WHAT TO DO:
(1) In the forum post about snowboard boots, what size were the old stock boots the writer bought?
(2) Extract the passage of the forum post about snowboard boots from "I've had a few" up to and including "on the lift.", word for word.

DOCUMENT SEGMENT:
To close the loop on this.


I purchased some old stock 2012 32-TM two in size 7. The linear material is definitely beefier than the lashed. Out of the box it was a very snug fit with toes right up against the front on my right foot which is bigger. It was a tight fit around the toes. My original Lashed out of the box were this tight too. It was the right call to go with 7 and not size up to 7.5 as I had been considering

I had a local shop do the heat molding using their blower. I wore medium neoprene toecaps, put a fitting sock on then my snowboard sock. This created wiggle room in the toes.

I've had a few days on them and feel that they have packet out some around the ankles. I wish I had ridden them un-molded for a few times to see if the toe box would have opened up a little. Or when molding them not worn the snowboard sock about the fitting sock.

they still feel so much better than my worn out Lasheds and responsiveness is much improved. The TM-twos are very slippery in the sole as have been pointed out by other reviews. I just have to be careful, but it is sketchy when pushing through icy lift lines right before getting on the lift.

DATASET SECTION:

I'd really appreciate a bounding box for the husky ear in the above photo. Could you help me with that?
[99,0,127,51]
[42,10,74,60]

RESULTS:
(1) Size 7.

(2)
I've had a few days on them and feel that they have packet out some around the ankles. I wish I had ridden them un-molded for a few times to see if the toe box would have opened up a little. Or when molding them not worn the snowboard sock about the fitting sock.

they still feel so much better than my worn out Lasheds and responsiveness is much improved. The TM-twos are very slippery in the sole as have been pointed out by other reviews. I just have to be careful, but it is sketchy when pushing through icy lift lines right before getting on the lift.